### Material supplied
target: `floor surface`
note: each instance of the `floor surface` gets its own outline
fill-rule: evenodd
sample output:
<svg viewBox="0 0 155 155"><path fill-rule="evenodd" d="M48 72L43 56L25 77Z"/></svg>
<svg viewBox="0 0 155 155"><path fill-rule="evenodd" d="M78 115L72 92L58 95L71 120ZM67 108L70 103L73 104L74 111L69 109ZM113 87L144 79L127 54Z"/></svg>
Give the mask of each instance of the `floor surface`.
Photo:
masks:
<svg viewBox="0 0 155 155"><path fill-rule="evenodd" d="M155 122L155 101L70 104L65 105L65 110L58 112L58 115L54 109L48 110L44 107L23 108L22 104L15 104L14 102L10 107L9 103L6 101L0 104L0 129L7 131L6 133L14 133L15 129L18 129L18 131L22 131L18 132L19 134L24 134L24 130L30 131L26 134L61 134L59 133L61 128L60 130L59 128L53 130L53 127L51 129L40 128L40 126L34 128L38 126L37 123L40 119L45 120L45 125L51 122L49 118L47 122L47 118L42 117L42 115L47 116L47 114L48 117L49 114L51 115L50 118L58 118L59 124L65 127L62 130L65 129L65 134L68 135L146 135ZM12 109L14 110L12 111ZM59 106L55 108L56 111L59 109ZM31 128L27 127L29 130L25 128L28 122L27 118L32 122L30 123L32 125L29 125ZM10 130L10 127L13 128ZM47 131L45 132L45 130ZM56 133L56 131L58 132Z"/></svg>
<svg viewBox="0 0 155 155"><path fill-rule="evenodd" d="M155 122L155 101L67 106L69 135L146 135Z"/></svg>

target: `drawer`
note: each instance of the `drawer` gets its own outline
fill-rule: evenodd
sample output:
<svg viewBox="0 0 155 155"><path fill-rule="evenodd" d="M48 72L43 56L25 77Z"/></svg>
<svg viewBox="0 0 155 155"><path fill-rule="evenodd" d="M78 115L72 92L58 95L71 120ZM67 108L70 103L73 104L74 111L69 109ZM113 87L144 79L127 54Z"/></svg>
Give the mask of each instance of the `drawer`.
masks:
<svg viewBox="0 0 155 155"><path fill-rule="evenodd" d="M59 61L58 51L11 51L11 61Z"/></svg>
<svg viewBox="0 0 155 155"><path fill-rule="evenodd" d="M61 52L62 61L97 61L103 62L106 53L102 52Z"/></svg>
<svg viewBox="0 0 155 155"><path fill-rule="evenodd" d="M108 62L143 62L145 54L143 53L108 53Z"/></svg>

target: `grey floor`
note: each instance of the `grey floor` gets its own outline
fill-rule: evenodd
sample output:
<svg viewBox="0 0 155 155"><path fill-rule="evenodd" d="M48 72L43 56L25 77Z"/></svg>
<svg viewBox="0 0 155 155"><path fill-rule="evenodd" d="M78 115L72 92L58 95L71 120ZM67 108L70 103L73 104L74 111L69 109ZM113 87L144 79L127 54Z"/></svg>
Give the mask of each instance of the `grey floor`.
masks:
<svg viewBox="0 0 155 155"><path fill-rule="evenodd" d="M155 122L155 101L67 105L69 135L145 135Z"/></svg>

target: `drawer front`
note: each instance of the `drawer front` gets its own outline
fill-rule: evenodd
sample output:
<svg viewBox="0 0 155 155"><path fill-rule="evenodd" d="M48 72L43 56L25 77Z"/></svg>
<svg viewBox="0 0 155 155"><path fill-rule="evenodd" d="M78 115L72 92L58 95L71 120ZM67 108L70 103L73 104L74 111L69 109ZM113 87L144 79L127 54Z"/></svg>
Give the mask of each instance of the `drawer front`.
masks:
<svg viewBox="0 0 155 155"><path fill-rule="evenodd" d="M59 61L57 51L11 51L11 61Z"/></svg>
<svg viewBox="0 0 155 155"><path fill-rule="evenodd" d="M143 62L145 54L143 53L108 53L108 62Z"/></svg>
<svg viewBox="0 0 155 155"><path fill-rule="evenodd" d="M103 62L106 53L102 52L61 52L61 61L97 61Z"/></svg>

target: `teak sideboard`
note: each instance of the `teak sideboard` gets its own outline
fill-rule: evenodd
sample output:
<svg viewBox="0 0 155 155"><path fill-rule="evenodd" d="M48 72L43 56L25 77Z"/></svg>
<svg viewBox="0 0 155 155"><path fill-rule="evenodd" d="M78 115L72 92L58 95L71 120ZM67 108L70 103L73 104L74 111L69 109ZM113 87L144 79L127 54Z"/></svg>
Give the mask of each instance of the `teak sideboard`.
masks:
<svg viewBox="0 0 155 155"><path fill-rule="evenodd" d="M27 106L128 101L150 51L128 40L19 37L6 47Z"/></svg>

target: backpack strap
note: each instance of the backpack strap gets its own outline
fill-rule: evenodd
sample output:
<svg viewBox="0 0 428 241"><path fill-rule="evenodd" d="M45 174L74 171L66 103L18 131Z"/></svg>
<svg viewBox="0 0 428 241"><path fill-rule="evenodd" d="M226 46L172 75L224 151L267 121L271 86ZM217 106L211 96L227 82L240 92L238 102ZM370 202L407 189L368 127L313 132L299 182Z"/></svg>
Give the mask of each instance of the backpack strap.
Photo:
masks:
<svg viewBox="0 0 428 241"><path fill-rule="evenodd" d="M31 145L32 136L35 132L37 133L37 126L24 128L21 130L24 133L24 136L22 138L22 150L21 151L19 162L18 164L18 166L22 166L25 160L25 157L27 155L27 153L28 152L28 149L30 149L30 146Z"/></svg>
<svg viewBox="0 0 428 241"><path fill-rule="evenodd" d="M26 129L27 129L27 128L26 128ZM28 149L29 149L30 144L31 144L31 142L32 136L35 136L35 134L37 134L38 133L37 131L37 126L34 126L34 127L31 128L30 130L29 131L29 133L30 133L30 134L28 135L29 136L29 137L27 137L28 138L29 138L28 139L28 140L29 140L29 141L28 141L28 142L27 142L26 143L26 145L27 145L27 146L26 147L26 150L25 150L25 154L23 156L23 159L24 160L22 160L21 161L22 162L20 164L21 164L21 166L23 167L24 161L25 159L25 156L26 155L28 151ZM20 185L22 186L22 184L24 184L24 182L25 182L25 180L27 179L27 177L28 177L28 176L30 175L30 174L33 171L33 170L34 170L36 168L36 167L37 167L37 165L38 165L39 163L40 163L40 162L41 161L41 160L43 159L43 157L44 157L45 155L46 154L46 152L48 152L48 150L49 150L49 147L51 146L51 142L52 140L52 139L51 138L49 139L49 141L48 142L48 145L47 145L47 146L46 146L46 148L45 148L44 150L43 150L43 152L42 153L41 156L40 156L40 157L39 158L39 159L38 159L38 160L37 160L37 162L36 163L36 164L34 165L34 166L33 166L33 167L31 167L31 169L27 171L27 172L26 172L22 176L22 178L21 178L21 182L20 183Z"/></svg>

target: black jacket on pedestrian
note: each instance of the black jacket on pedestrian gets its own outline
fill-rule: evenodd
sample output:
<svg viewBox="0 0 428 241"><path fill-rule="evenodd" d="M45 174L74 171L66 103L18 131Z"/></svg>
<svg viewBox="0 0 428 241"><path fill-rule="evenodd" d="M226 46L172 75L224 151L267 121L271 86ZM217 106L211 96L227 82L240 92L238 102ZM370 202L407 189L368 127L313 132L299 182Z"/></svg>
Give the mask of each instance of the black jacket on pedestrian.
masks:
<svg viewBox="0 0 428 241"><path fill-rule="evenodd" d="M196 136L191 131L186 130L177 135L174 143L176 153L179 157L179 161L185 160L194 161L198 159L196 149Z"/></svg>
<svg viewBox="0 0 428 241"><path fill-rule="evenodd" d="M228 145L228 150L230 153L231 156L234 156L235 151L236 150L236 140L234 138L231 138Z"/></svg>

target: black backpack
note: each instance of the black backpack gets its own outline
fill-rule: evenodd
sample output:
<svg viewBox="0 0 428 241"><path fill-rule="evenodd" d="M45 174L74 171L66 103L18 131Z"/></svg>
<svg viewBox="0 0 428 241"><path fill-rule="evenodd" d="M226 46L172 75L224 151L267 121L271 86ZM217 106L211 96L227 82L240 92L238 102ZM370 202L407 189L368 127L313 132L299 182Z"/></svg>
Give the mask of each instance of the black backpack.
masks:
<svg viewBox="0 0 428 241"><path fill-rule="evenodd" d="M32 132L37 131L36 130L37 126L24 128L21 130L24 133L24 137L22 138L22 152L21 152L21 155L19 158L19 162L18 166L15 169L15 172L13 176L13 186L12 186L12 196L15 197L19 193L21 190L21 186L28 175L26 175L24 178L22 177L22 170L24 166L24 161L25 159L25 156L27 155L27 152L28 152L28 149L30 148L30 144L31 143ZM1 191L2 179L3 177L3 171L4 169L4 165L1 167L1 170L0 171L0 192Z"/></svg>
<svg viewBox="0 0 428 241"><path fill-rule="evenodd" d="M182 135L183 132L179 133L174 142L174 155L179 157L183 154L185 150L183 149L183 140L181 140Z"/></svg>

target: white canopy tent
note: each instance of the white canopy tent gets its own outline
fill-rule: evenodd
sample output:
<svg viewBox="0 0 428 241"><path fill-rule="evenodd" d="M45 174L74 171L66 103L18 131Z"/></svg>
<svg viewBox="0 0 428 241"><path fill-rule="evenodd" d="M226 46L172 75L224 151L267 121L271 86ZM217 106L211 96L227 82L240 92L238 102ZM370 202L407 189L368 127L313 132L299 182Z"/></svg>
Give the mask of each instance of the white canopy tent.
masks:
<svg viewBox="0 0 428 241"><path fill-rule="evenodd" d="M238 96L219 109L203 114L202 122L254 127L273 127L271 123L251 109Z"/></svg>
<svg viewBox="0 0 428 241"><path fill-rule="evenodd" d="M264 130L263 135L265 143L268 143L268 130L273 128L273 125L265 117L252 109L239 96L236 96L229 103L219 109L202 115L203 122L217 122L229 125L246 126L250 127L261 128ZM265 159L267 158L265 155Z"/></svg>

### What is required
Express the items from the start through the line containing "62L143 62L145 54L143", inclusive, as a two-column CSV with the headers input and output. Give one row per item: its text in the input field and its answer in the output field, each field quoted and with line breaks turned into spaces.

### Solution below
input,output
"target: `floor surface` note: each instance of the `floor surface` gets its own outline fill-rule: evenodd sample output: <svg viewBox=""0 0 155 155""><path fill-rule=""evenodd"" d=""M48 72L43 56L25 77Z""/></svg> <svg viewBox=""0 0 155 155""><path fill-rule=""evenodd"" d=""M78 115L72 92L58 95L71 120ZM67 108L70 103L73 104L74 111L69 109ZM113 87L144 79L127 54Z""/></svg> Give the mask of each instance of the `floor surface`. Photo: masks:","<svg viewBox=""0 0 155 155""><path fill-rule=""evenodd"" d=""M155 122L155 101L70 104L65 105L65 110L58 112L58 115L54 109L48 110L44 107L23 108L22 104L15 104L14 102L10 107L9 103L6 101L0 104L0 129L7 131L6 133L14 133L15 129L18 129L18 131L22 131L18 132L19 134L24 134L24 130L30 131L26 134L61 134L59 133L61 128L60 130L59 128L53 130L53 127L51 129L40 128L40 126L34 128L38 126L37 123L40 119L45 120L45 125L51 122L49 118L47 122L47 118L42 117L42 115L47 116L47 114L48 117L49 114L51 115L50 118L58 118L59 124L65 127L62 130L65 129L65 134L68 135L146 135ZM12 109L14 110L12 111ZM59 106L55 108L56 111L59 109ZM31 128L27 127L29 130L25 128L28 122L27 118L32 122L30 123L32 125L29 125ZM10 130L10 127L13 128ZM47 131L45 132L45 130ZM56 133L56 131L58 132Z""/></svg> <svg viewBox=""0 0 155 155""><path fill-rule=""evenodd"" d=""M155 122L155 101L67 106L69 135L146 135Z""/></svg>"
"target: `drawer` note: each instance of the `drawer` gets its own outline fill-rule: evenodd sample output: <svg viewBox=""0 0 155 155""><path fill-rule=""evenodd"" d=""M48 72L43 56L25 77Z""/></svg> <svg viewBox=""0 0 155 155""><path fill-rule=""evenodd"" d=""M78 115L72 92L58 95L71 120ZM67 108L70 103L73 104L74 111L69 109ZM113 87L144 79L127 54Z""/></svg> Give the mask of each instance of the `drawer`. masks:","<svg viewBox=""0 0 155 155""><path fill-rule=""evenodd"" d=""M59 61L58 51L11 51L11 61Z""/></svg> <svg viewBox=""0 0 155 155""><path fill-rule=""evenodd"" d=""M61 52L62 61L97 61L103 62L106 53L102 52Z""/></svg> <svg viewBox=""0 0 155 155""><path fill-rule=""evenodd"" d=""M108 62L143 62L145 54L143 53L108 53Z""/></svg>"